— BEGIN —

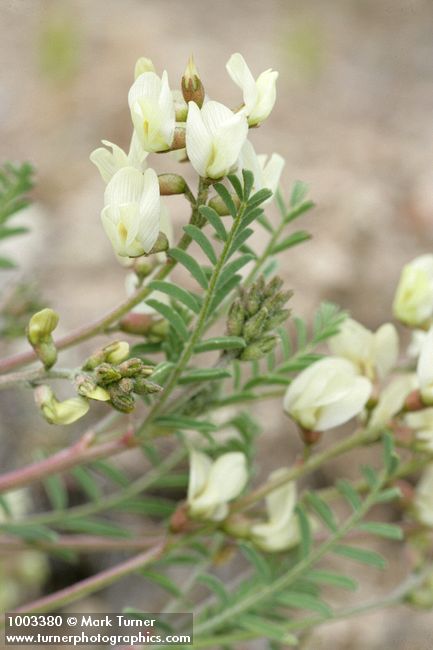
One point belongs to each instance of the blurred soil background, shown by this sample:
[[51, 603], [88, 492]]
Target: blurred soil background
[[354, 119]]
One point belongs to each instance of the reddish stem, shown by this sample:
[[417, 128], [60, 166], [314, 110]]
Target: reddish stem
[[81, 452]]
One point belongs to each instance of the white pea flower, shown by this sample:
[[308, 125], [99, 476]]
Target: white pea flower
[[423, 501], [326, 394], [152, 111], [109, 162], [212, 484], [415, 346], [259, 94], [422, 423], [391, 400], [424, 369], [413, 302], [142, 65], [132, 209], [374, 353], [281, 531], [214, 138], [266, 170], [55, 412]]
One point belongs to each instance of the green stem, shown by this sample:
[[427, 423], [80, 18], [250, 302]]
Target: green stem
[[358, 439], [254, 598], [29, 378], [201, 322], [134, 488], [101, 325], [89, 586]]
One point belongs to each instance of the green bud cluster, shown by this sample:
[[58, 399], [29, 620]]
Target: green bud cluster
[[39, 330], [120, 381], [256, 314]]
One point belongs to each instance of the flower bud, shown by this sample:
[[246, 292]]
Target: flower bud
[[39, 330], [131, 367], [258, 349], [41, 325], [144, 387], [161, 245], [56, 412], [120, 400], [143, 65], [235, 320], [192, 87], [256, 325], [171, 184], [88, 388], [107, 374], [116, 352], [413, 302]]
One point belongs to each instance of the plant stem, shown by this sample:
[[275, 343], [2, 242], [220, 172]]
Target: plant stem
[[81, 452], [29, 378], [358, 439], [201, 321], [87, 543], [101, 325], [59, 599], [134, 488]]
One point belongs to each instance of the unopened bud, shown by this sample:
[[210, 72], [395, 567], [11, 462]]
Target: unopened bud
[[143, 267], [274, 285], [143, 65], [235, 319], [131, 367], [39, 330], [259, 348], [126, 385], [107, 374], [144, 387], [170, 184], [161, 245], [121, 401], [256, 325], [180, 106], [56, 412], [192, 87], [41, 326], [220, 207], [116, 352], [88, 388]]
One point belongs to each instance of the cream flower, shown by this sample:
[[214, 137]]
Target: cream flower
[[267, 171], [327, 394], [423, 501], [152, 111], [424, 369], [214, 138], [132, 211], [413, 302], [109, 162], [392, 400], [259, 94], [212, 484], [373, 353], [422, 423], [281, 531]]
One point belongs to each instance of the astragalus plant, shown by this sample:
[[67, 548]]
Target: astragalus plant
[[182, 366]]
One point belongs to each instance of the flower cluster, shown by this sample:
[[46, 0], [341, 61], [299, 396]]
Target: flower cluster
[[209, 134]]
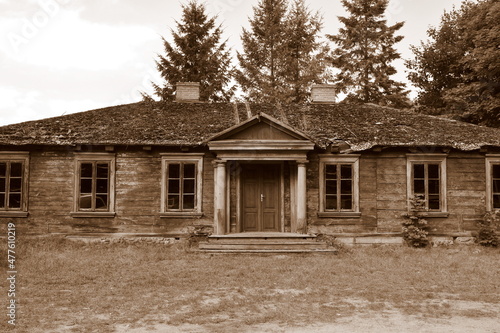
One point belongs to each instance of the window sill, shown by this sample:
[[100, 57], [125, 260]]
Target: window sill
[[340, 214], [433, 214], [13, 214], [92, 214], [181, 214]]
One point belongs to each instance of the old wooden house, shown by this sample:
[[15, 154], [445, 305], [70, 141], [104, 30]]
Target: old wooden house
[[247, 169]]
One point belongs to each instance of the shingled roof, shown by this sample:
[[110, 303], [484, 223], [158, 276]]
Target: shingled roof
[[191, 124]]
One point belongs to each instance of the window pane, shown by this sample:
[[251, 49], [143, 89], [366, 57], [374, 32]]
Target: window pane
[[102, 170], [496, 171], [188, 202], [15, 185], [496, 186], [86, 201], [346, 202], [331, 171], [173, 202], [15, 200], [433, 186], [102, 186], [16, 170], [173, 186], [433, 170], [86, 170], [433, 201], [418, 171], [86, 186], [496, 201], [101, 201], [346, 187], [419, 186], [346, 171], [189, 170], [173, 170], [188, 186], [331, 202], [331, 187]]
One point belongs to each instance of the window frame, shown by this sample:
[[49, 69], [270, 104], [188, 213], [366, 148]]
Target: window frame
[[94, 158], [16, 157], [429, 159], [490, 161], [352, 160], [197, 159]]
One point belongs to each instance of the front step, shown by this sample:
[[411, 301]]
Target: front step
[[263, 243]]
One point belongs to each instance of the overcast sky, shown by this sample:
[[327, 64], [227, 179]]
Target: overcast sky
[[64, 56]]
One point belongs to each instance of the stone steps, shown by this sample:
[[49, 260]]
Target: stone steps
[[263, 243]]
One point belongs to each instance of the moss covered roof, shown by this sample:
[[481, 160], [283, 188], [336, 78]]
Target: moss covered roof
[[191, 124]]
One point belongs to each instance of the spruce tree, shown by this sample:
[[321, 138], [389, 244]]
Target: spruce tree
[[262, 63], [306, 59], [196, 55], [456, 69], [364, 54]]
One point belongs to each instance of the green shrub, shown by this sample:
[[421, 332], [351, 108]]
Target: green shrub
[[415, 227]]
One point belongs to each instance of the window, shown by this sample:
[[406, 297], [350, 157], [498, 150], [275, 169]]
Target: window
[[493, 183], [339, 186], [427, 180], [181, 184], [13, 184], [94, 193]]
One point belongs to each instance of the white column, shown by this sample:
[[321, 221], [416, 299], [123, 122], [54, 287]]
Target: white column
[[220, 197], [301, 197]]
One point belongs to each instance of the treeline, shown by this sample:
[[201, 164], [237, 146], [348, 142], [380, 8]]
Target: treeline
[[456, 70]]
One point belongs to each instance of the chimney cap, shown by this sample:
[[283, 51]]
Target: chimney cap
[[323, 93], [187, 92]]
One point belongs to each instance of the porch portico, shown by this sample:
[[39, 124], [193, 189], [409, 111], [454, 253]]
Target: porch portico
[[250, 181]]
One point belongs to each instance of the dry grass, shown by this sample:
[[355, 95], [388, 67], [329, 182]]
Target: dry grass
[[95, 287]]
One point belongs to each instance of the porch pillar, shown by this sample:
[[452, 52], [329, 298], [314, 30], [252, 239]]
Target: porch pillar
[[220, 197], [301, 196]]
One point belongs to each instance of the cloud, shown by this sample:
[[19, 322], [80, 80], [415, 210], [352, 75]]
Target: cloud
[[66, 41]]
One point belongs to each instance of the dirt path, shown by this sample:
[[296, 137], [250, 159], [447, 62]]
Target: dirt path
[[368, 322]]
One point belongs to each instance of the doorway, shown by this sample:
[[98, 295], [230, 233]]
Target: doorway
[[260, 197]]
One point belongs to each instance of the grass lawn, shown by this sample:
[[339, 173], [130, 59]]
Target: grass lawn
[[69, 286]]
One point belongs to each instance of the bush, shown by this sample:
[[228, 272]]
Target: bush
[[415, 227], [487, 235]]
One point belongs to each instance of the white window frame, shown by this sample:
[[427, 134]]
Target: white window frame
[[197, 159], [490, 160], [93, 158], [13, 157], [350, 159], [429, 158]]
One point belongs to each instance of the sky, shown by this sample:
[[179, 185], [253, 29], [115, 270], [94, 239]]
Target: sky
[[64, 56]]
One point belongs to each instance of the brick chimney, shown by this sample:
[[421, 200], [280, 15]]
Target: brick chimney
[[187, 92], [323, 93]]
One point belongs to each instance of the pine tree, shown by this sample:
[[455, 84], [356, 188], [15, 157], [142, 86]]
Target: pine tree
[[196, 55], [306, 59], [364, 54], [262, 63], [457, 69]]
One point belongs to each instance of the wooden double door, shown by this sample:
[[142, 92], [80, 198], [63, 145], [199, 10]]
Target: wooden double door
[[260, 197]]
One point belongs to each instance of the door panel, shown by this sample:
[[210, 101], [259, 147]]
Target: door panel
[[260, 197]]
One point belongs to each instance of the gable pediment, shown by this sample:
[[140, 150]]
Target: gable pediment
[[261, 137], [261, 127]]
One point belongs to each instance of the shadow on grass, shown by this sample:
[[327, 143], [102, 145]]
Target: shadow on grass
[[96, 286]]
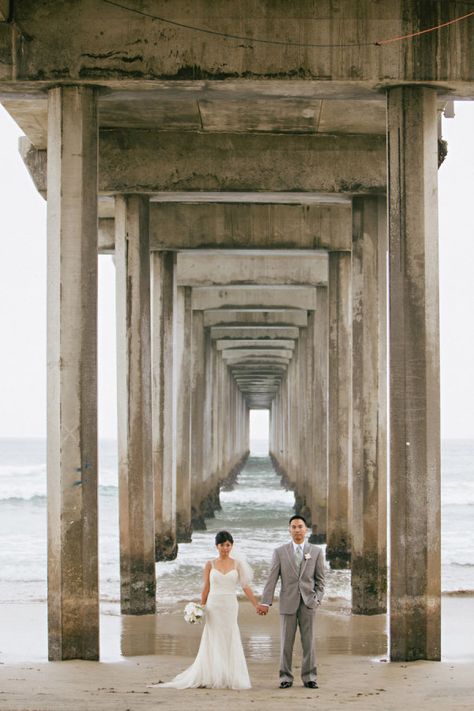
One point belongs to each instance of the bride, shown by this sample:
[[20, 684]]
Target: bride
[[220, 661]]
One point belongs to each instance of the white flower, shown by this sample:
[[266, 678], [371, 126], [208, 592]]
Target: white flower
[[193, 613]]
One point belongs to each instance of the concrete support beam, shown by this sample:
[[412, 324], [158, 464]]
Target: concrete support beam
[[415, 589], [226, 267], [152, 161], [340, 391], [73, 594], [369, 465], [257, 352], [238, 297], [259, 343], [183, 354], [254, 332], [132, 260], [164, 306], [198, 388], [188, 58], [226, 225], [318, 341], [253, 317]]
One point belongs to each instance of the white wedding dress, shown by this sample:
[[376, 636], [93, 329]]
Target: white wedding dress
[[220, 661]]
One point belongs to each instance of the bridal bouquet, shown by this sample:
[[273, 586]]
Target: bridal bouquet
[[193, 613]]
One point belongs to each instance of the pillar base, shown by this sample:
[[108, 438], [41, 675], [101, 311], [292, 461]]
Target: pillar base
[[184, 531], [166, 547], [338, 554], [229, 482], [211, 503], [198, 522], [316, 536], [369, 585], [138, 595]]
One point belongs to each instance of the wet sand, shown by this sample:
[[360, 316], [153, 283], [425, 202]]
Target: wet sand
[[352, 664]]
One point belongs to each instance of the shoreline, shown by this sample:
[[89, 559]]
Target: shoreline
[[24, 631], [352, 662]]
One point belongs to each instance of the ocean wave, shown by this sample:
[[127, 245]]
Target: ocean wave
[[458, 593], [461, 565], [14, 470], [37, 495]]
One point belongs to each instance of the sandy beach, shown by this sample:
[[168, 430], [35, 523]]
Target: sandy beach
[[352, 664]]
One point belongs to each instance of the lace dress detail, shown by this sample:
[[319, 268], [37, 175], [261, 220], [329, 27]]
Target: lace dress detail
[[220, 661]]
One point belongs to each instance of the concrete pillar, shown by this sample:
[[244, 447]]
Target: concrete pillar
[[415, 602], [369, 473], [318, 337], [206, 496], [183, 414], [73, 596], [198, 386], [132, 261], [164, 403], [339, 437]]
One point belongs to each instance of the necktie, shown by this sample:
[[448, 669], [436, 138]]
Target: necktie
[[298, 557]]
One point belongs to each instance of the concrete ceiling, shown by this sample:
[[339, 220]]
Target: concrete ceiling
[[255, 114]]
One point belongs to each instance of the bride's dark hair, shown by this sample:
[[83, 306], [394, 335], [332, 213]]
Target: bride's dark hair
[[224, 536]]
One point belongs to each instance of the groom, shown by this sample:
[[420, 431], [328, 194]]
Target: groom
[[300, 566]]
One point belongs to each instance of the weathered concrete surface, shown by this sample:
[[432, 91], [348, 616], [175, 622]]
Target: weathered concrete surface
[[415, 600], [73, 594], [252, 317], [164, 402], [197, 419], [258, 352], [274, 225], [227, 225], [272, 333], [183, 414], [268, 343], [225, 267], [369, 465], [132, 260], [318, 343], [267, 297], [340, 388], [150, 161], [112, 45]]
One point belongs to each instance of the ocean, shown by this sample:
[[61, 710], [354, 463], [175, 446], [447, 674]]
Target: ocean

— END —

_Aim_
Print, word for word, the lines of the material from the line containing "One point belongs to each instance of the old" through the line containing "[[415, 227]]", including both of those lines.

_Solution to the problem_
One point belongs to each instance of the old wooden house, shown by this sample:
[[15, 154], [445, 305], [70, 141], [104, 30]]
Target: old wooden house
[[247, 169]]
One point belongs to each instance of the shingled roof, shown by this sample:
[[110, 303], [484, 223], [158, 276]]
Target: shingled roof
[[191, 124]]
One point belongs to each instance of the window pane, shown by this sample:
[[251, 49], [143, 89], [366, 57], [374, 32]]
Target: window pane
[[102, 170], [496, 171], [188, 202], [15, 185], [496, 186], [86, 201], [346, 202], [331, 171], [173, 202], [15, 200], [433, 186], [102, 186], [16, 170], [173, 186], [433, 170], [86, 170], [433, 201], [418, 171], [86, 186], [496, 201], [101, 201], [346, 187], [419, 186], [346, 171], [189, 170], [173, 170], [188, 186], [331, 202], [331, 187]]
One point belongs to each instance of the window frame, shown by this sample:
[[49, 69], [270, 104], [188, 213], [366, 148]]
Target: window frame
[[94, 158], [16, 157], [429, 159], [490, 161], [352, 160], [197, 159]]
One point belongs to each instance of the front step, shown by this sample:
[[411, 301]]
Target: front step
[[263, 243]]
One point belongs to each instance of the overcast sky, shown by this sample:
[[327, 64], [227, 179]]
Target: overcast sky
[[64, 56]]
One point belongs to each instance of the stone steps, shown by this sample:
[[49, 260]]
Target: stone steps
[[263, 243]]
One point belongs to each instance of the moss covered roof, shown by this sample:
[[481, 160], [283, 188], [336, 78]]
Target: moss covered roof
[[191, 124]]
One point belongs to each instance of the spruce tree, shown by this sample:
[[321, 138], [389, 244]]
Target: spruce tree
[[262, 63], [306, 59], [196, 55], [456, 69], [364, 54]]
One point belongs to each instance of the green shrub, shown by this sample:
[[421, 332], [351, 108]]
Target: green shrub
[[415, 227]]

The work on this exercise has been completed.